*REQUESTS:*
1. Answer these questions using the security analysis plan:
(a) Which file describes the main in-scope risks that the plan treats as the priority?
(b) Which files are given as representative for the Dependencies surface?
(c) For PostgreSQL-specific security surfaces, what does the plan say about generic Rust SAST on its own?
2. Check each statement against the security analysis plan. Answer yes or no, and quote the words of the plan that decide it.
(a) The plan aims to add security-focused static analysis without a noisy, low-signal CI burden.
(b) The repo already has complete SAST coverage.
(c) src/scheduler.rs is listed as a representative file for background workers.
3. Duplicate the stretch of the security analysis plan from "This plan assumes" through "or unpinned search_path.".

*TEXT PROVIDED:*

+ + + + +

The repo already has strong correctness testing and standard linting, but SAST coverage is still partial. The goal of this plan is to add security-focused static analysis without creating a noisy, low-signal CI burden.


Threat Model and Security Surfaces

This plan assumes the main in-scope risks described in SECURITY.md remain the priority:

  1. SQL injection or object-name injection via pgtrickle.* functions.
  2. Privilege escalation through SECURITY DEFINER, SET ROLE, row_security, or unpinned search_path.
  3. Memory safety bugs in Rust code that crosses into PostgreSQL FFI.
  4. Low-privilege denial-of-service via expensive refreshes, unbounded work, or unsafe background-worker behavior.
  5. Information disclosure through change buffers, monitoring views, or unexpected visibility semantics.

Primary code surfaces

Surface Why it matters Representative files
Dynamic SPI SQL Injection, quoting, object-name construction, role context src/api.rs, src/refresh.rs, src/cdc.rs, src/monitor.rs, src/hooks.rs
Unsafe / FFI In-process memory safety, pointer lifetime, Postgres ABI src/lib.rs, src/shmem.rs, src/api.rs, src/dvm/parser.rs
Background workers Long-lived privileged code, scheduling, retry loops src/scheduler.rs, src/wal_decoder.rs, src/shmem.rs
Trigger / function SQL SECURITY DEFINER, search_path, runtime SQL generation src/api.rs, src/ivm.rs, sql/*.sql
Dependencies RustSec CVEs, banned sources, duplicate major versions Cargo.toml, Cargo.lock

PostgreSQL-specific security surfaces

These are important enough that generic Rust SAST alone is insufficient:

  • Spi::run(&format!(...)) and Spi::get_one(&format!(...))

+ + + + +

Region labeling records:

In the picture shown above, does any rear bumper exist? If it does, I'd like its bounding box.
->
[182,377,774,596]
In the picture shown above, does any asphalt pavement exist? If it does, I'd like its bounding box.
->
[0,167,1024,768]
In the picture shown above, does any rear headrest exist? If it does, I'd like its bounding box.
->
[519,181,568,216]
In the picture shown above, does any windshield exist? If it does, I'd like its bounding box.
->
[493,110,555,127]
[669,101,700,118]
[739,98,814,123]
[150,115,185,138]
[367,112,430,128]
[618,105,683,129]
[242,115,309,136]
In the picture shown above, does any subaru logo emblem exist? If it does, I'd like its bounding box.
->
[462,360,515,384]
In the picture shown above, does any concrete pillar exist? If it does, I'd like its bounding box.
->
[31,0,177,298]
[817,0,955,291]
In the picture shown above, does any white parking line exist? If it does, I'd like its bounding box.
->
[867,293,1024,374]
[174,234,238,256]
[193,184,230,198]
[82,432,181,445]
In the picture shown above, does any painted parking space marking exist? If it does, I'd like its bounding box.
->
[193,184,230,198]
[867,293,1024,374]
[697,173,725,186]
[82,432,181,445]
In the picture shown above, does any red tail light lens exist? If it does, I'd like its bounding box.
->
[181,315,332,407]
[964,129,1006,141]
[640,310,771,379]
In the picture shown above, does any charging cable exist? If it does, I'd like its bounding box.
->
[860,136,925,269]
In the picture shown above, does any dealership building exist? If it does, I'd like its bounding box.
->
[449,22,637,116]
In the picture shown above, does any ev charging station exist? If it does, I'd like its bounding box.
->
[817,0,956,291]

+ + + + +

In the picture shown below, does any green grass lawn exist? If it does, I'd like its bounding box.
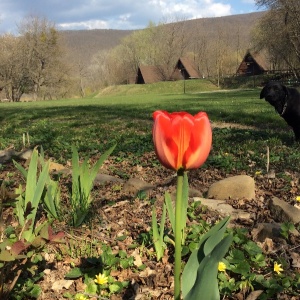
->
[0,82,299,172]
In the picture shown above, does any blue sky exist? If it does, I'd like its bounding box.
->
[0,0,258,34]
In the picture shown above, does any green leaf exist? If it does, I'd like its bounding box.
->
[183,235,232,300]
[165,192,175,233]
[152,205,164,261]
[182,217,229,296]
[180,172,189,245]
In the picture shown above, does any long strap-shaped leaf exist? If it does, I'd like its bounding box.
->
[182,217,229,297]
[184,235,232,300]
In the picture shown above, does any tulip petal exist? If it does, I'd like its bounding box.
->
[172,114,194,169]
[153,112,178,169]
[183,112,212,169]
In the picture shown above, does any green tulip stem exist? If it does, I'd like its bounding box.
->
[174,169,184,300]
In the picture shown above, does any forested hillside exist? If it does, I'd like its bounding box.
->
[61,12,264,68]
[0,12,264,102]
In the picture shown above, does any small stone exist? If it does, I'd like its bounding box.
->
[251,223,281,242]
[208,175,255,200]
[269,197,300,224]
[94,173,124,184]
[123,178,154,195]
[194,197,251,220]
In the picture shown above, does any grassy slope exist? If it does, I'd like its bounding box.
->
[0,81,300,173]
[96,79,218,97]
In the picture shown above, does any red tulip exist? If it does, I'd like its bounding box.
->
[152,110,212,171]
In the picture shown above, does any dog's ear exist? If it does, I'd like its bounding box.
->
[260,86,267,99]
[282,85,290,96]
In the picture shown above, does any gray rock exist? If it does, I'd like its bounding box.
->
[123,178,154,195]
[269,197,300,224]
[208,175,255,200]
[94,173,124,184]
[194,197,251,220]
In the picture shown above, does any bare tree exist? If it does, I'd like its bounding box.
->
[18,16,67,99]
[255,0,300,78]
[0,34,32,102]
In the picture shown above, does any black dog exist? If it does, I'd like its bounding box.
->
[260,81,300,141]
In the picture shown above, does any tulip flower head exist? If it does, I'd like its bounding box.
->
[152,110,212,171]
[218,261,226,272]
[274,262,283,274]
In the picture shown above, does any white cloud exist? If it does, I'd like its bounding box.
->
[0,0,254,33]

+ + + + +

*EXPECTED RESULTS:*
1.
(a) SECURITY.md
(b) Cargo.toml and Cargo.lock
(c) It is insufficient.

2.
(a) Yes: "The goal of this plan is to add security-focused static analysis without creating a noisy, low-signal CI burden."
(b) No: "SAST coverage is still partial."
(c) Yes: "Background workers Long-lived privileged code, scheduling, retry loops src/scheduler.rs, src/wal_decoder.rs, src/shmem.rs"

3.
This plan assumes the main in-scope risks described in SECURITY.md remain the priority:

  1. SQL injection or object-name injection via pgtrickle.* functions.
  2. Privilege escalation through SECURITY DEFINER, SET ROLE, row_security, or unpinned search_path.